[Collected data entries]
+---+
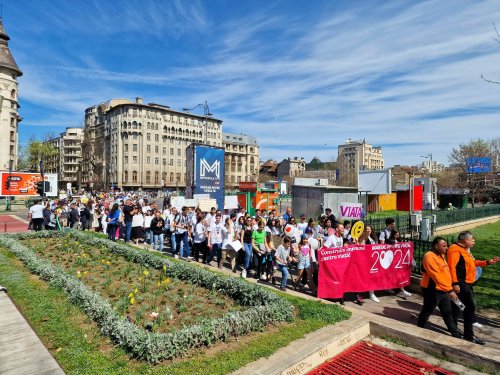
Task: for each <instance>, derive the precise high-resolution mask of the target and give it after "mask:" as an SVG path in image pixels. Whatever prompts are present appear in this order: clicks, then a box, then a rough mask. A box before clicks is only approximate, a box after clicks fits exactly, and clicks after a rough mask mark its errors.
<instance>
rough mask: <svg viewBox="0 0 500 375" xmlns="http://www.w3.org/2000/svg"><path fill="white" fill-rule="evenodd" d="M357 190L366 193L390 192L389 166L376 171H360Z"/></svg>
mask: <svg viewBox="0 0 500 375" xmlns="http://www.w3.org/2000/svg"><path fill="white" fill-rule="evenodd" d="M358 191H360V192H363V193H367V194H373V195H377V194H390V193H391V192H392V189H391V168H389V169H381V170H377V171H360V172H359V174H358Z"/></svg>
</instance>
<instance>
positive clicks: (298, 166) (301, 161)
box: [276, 157, 306, 178]
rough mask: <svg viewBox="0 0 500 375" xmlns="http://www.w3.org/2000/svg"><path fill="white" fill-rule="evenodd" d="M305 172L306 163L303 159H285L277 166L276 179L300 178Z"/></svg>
mask: <svg viewBox="0 0 500 375" xmlns="http://www.w3.org/2000/svg"><path fill="white" fill-rule="evenodd" d="M305 170H306V162H305V160H304V158H298V157H294V158H293V159H292V158H287V159H283V161H282V162H281V163H280V164H279V165H278V169H277V170H276V175H277V177H278V178H286V177H302V176H303V175H304V171H305Z"/></svg>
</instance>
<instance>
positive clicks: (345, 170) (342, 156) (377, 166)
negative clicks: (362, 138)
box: [337, 138, 384, 186]
mask: <svg viewBox="0 0 500 375" xmlns="http://www.w3.org/2000/svg"><path fill="white" fill-rule="evenodd" d="M337 164H338V168H339V172H340V173H339V180H340V182H341V183H342V185H345V186H357V184H358V172H359V171H370V170H381V169H384V157H383V155H382V148H381V147H375V146H372V145H371V144H369V143H366V141H365V140H362V141H353V140H351V139H350V138H349V139H347V140H346V141H345V143H344V144H343V145H339V146H338V158H337Z"/></svg>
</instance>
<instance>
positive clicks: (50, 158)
mask: <svg viewBox="0 0 500 375" xmlns="http://www.w3.org/2000/svg"><path fill="white" fill-rule="evenodd" d="M58 155H59V150H58V149H57V148H56V147H54V146H53V145H51V144H50V143H45V142H42V141H39V140H37V139H36V138H35V137H31V138H30V140H29V141H28V144H27V145H26V146H24V147H23V148H21V152H20V158H19V162H18V169H20V170H26V169H29V170H31V171H34V172H40V160H44V161H47V160H50V159H53V158H54V157H56V156H58Z"/></svg>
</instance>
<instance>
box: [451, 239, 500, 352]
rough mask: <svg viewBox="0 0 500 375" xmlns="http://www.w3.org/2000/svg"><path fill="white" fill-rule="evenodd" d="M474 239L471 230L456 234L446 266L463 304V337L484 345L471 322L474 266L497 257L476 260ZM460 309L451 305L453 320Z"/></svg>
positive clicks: (472, 314) (476, 265)
mask: <svg viewBox="0 0 500 375" xmlns="http://www.w3.org/2000/svg"><path fill="white" fill-rule="evenodd" d="M474 244H475V240H474V236H473V235H472V233H471V232H469V231H465V232H461V233H459V235H458V241H457V243H455V244H453V245H451V246H450V248H449V250H448V266H449V267H450V272H451V280H452V284H453V290H454V291H455V293H456V294H457V296H458V298H459V299H460V301H462V303H463V304H464V305H465V309H464V339H466V340H467V341H470V342H473V343H474V344H479V345H484V344H485V343H484V341H483V340H481V339H479V338H477V337H475V336H474V330H473V323H474V321H475V320H476V301H475V300H474V291H473V288H472V287H473V285H474V283H475V282H476V267H485V266H487V265H490V264H495V263H497V262H498V261H499V259H498V257H497V258H493V259H491V260H476V259H474V256H473V255H472V253H471V251H470V249H471V248H472V247H473V246H474ZM459 313H460V309H459V308H458V307H457V306H455V304H453V305H452V314H453V320H454V321H455V323H457V321H458V315H459Z"/></svg>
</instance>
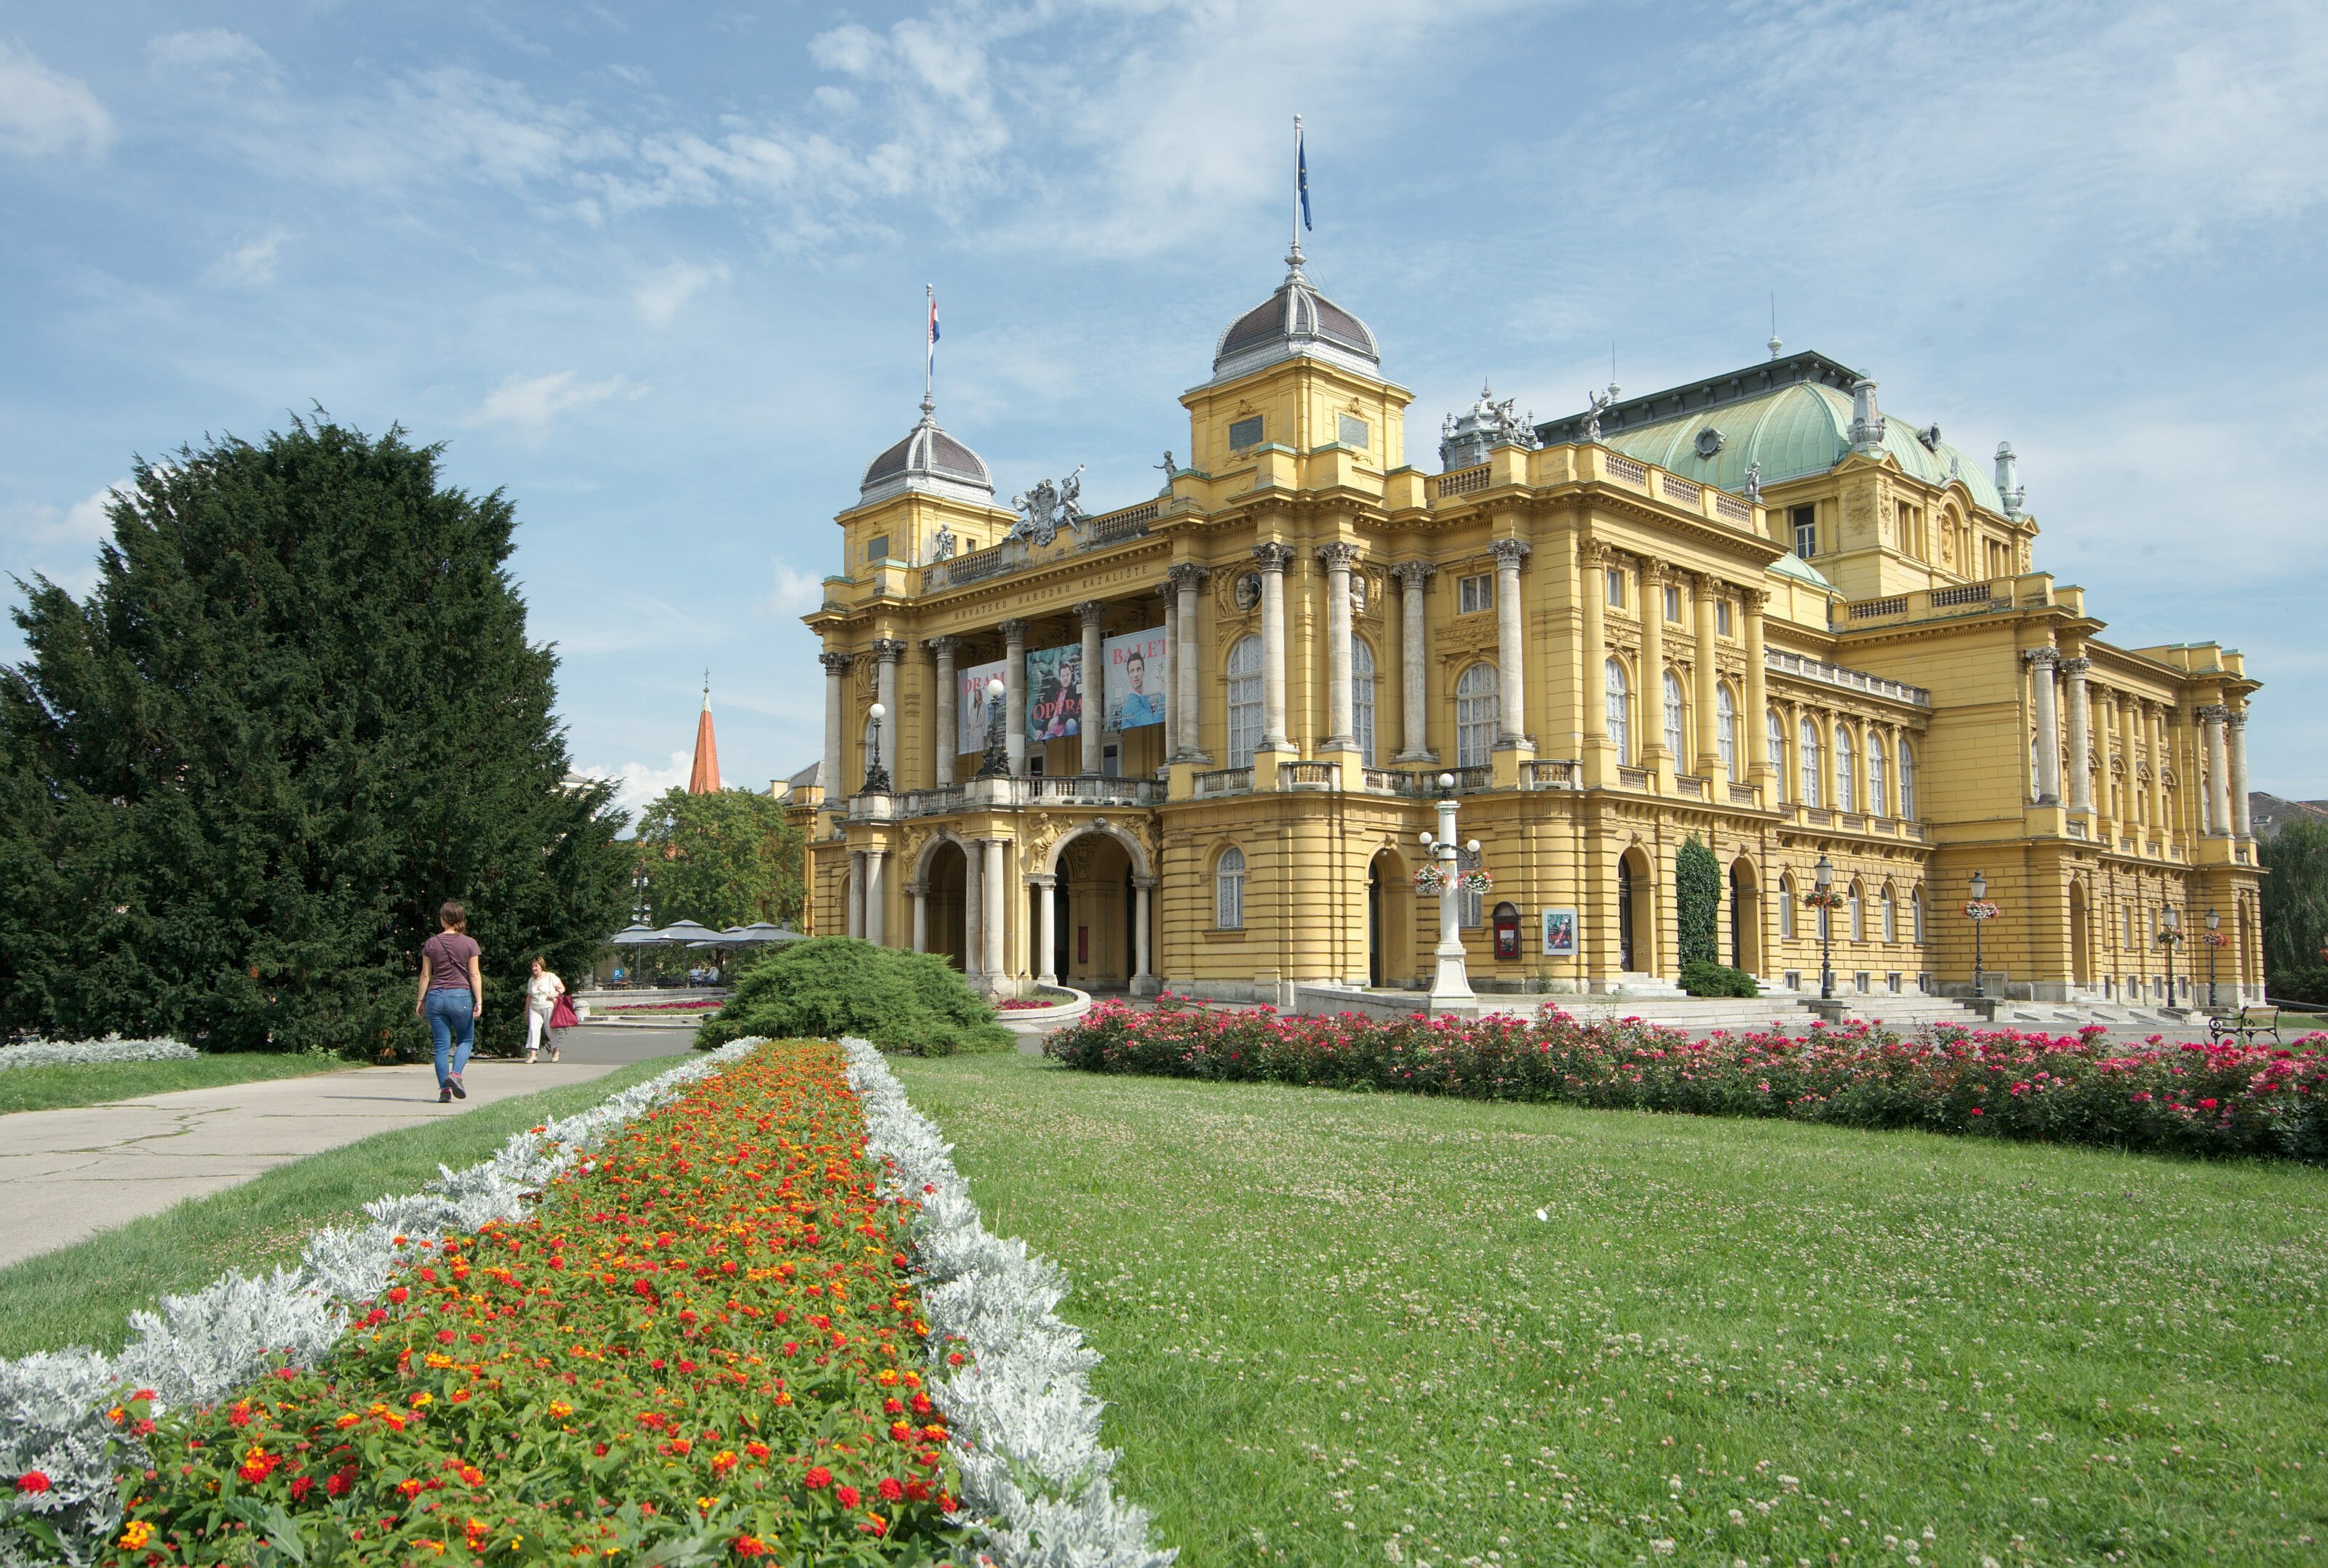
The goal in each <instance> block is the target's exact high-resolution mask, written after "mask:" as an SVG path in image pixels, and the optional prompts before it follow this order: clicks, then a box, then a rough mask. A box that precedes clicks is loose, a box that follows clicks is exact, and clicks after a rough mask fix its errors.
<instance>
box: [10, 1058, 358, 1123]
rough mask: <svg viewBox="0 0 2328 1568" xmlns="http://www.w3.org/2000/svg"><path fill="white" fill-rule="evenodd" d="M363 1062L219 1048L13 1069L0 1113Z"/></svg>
mask: <svg viewBox="0 0 2328 1568" xmlns="http://www.w3.org/2000/svg"><path fill="white" fill-rule="evenodd" d="M361 1065H363V1063H361V1061H342V1059H340V1056H324V1054H307V1052H221V1054H217V1056H200V1059H196V1061H107V1063H95V1065H54V1068H9V1070H7V1072H0V1114H7V1112H12V1110H61V1107H65V1105H112V1103H114V1100H137V1098H144V1096H149V1093H177V1091H179V1089H219V1086H221V1084H256V1082H261V1079H270V1077H310V1075H314V1072H345V1070H347V1068H361Z"/></svg>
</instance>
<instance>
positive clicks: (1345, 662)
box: [1318, 542, 1357, 751]
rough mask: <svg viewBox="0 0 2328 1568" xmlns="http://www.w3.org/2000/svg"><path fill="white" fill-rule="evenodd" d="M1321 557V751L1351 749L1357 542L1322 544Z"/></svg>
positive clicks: (1352, 705)
mask: <svg viewBox="0 0 2328 1568" xmlns="http://www.w3.org/2000/svg"><path fill="white" fill-rule="evenodd" d="M1318 558H1320V561H1322V563H1325V640H1327V649H1325V668H1327V684H1325V707H1327V737H1325V744H1322V747H1318V749H1320V751H1350V749H1355V747H1357V714H1355V712H1353V703H1350V563H1353V561H1357V544H1341V542H1336V544H1320V547H1318Z"/></svg>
+---+
- EXERCISE OBJECTIVE
Return every line of the listing above verbatim, leaving out the pictures.

- ANSWER SPACE
Task: for each <instance>, derive the precise high-resolution mask of the target and give it after "mask:" as an SVG path in image pixels. Whatever prompts are present appear in this order: clicks, then a box, then a rough mask. A box before clicks is only approximate, a box after clicks fits exactly, and clicks after a rough mask mark its errors.
<instance>
rough mask: <svg viewBox="0 0 500 375" xmlns="http://www.w3.org/2000/svg"><path fill="white" fill-rule="evenodd" d="M357 190L366 193L390 192L389 166L376 171H360Z"/></svg>
mask: <svg viewBox="0 0 500 375" xmlns="http://www.w3.org/2000/svg"><path fill="white" fill-rule="evenodd" d="M358 191H360V192H363V193H367V194H373V195H377V194H390V193H391V192H392V189H391V168H389V169H381V170H377V171H360V172H359V174H358Z"/></svg>
</instance>
<instance>
positive clicks: (298, 166) (301, 161)
box: [276, 157, 306, 178]
rough mask: <svg viewBox="0 0 500 375" xmlns="http://www.w3.org/2000/svg"><path fill="white" fill-rule="evenodd" d="M305 172L306 163L303 159H285L277 166L276 179L300 178Z"/></svg>
mask: <svg viewBox="0 0 500 375" xmlns="http://www.w3.org/2000/svg"><path fill="white" fill-rule="evenodd" d="M305 170H306V162H305V160H304V158H298V157H294V158H293V159H292V158H287V159H283V161H282V162H281V163H280V164H279V165H278V169H277V170H276V175H277V177H278V178H286V177H302V176H303V175H304V171H305Z"/></svg>
</instance>
<instance>
positive clicks: (345, 170) (342, 156) (377, 166)
negative clicks: (362, 138)
box: [337, 138, 384, 186]
mask: <svg viewBox="0 0 500 375" xmlns="http://www.w3.org/2000/svg"><path fill="white" fill-rule="evenodd" d="M337 164H338V168H339V172H340V173H339V180H340V182H341V183H342V185H345V186H357V184H358V172H359V171H370V170H381V169H384V157H383V155H382V148H381V147H375V146H372V145H371V144H369V143H366V141H365V140H362V141H353V140H351V139H350V138H349V139H347V140H346V141H345V143H344V144H343V145H339V146H338V158H337Z"/></svg>
</instance>
<instance>
positive clicks: (50, 158)
mask: <svg viewBox="0 0 500 375" xmlns="http://www.w3.org/2000/svg"><path fill="white" fill-rule="evenodd" d="M58 155H59V150H58V149H57V148H56V147H54V146H53V145H51V144H50V143H45V142H42V141H39V140H37V139H36V138H35V137H31V138H30V140H29V141H28V144H27V145H26V146H24V147H23V148H21V152H20V158H19V162H18V169H20V170H26V169H29V170H31V171H34V172H40V160H44V161H47V160H50V159H53V158H54V157H56V156H58Z"/></svg>
</instance>
<instance>
box: [451, 239, 500, 352]
rough mask: <svg viewBox="0 0 500 375" xmlns="http://www.w3.org/2000/svg"><path fill="white" fill-rule="evenodd" d="M474 239L471 230L456 234L446 266L463 304V337L484 345L471 322L474 266L497 257L476 260ZM460 309L451 305L453 320Z"/></svg>
positive clicks: (472, 314) (476, 265)
mask: <svg viewBox="0 0 500 375" xmlns="http://www.w3.org/2000/svg"><path fill="white" fill-rule="evenodd" d="M474 244H475V240H474V236H473V235H472V233H471V232H469V231H465V232H461V233H459V235H458V241H457V243H455V244H453V245H451V246H450V248H449V250H448V266H449V267H450V272H451V280H452V284H453V290H454V291H455V293H456V294H457V296H458V298H459V299H460V301H462V303H463V304H464V305H465V309H464V339H466V340H467V341H470V342H473V343H474V344H479V345H484V344H485V343H484V341H483V340H481V339H479V338H477V337H475V336H474V330H473V323H474V321H475V320H476V301H475V300H474V291H473V288H472V287H473V285H474V283H475V282H476V267H485V266H487V265H490V264H495V263H497V262H498V261H499V259H498V257H497V258H493V259H491V260H476V259H474V256H473V255H472V253H471V251H470V249H471V248H472V247H473V246H474ZM459 313H460V309H459V308H458V307H457V306H455V304H453V305H452V314H453V320H454V321H455V323H457V321H458V315H459Z"/></svg>
</instance>
The goal in each <instance> block is the target's exact high-resolution mask, written after "mask:" as an SVG path in image pixels, and the optional prompts before it follow this order: clicks, then a box, then a rough mask. A box that precedes clicks is loose, a box that follows clicks is exact, and clicks after a rough mask fix its errors.
<instance>
box: [10, 1058, 358, 1123]
rough mask: <svg viewBox="0 0 2328 1568" xmlns="http://www.w3.org/2000/svg"><path fill="white" fill-rule="evenodd" d="M363 1062L219 1048L13 1069L0 1113Z"/></svg>
mask: <svg viewBox="0 0 2328 1568" xmlns="http://www.w3.org/2000/svg"><path fill="white" fill-rule="evenodd" d="M361 1065H363V1063H361V1061H342V1059H340V1056H324V1054H307V1052H221V1054H217V1056H200V1059H196V1061H107V1063H95V1065H54V1068H9V1070H7V1072H0V1114H7V1112H12V1110H61V1107H65V1105H112V1103H114V1100H137V1098H144V1096H149V1093H177V1091H179V1089H219V1086H221V1084H256V1082H261V1079H270V1077H310V1075H314V1072H345V1070H347V1068H361Z"/></svg>
</instance>
<instance>
positive clicks: (1345, 662)
box: [1318, 542, 1357, 751]
rough mask: <svg viewBox="0 0 2328 1568" xmlns="http://www.w3.org/2000/svg"><path fill="white" fill-rule="evenodd" d="M1321 557V751L1351 749L1357 542L1322 544Z"/></svg>
positive clicks: (1352, 705)
mask: <svg viewBox="0 0 2328 1568" xmlns="http://www.w3.org/2000/svg"><path fill="white" fill-rule="evenodd" d="M1318 558H1320V561H1322V563H1325V640H1327V649H1325V668H1327V684H1325V707H1327V737H1325V744H1322V747H1318V749H1320V751H1350V749H1355V747H1357V714H1355V712H1353V703H1350V563H1353V561H1357V544H1341V542H1336V544H1320V547H1318Z"/></svg>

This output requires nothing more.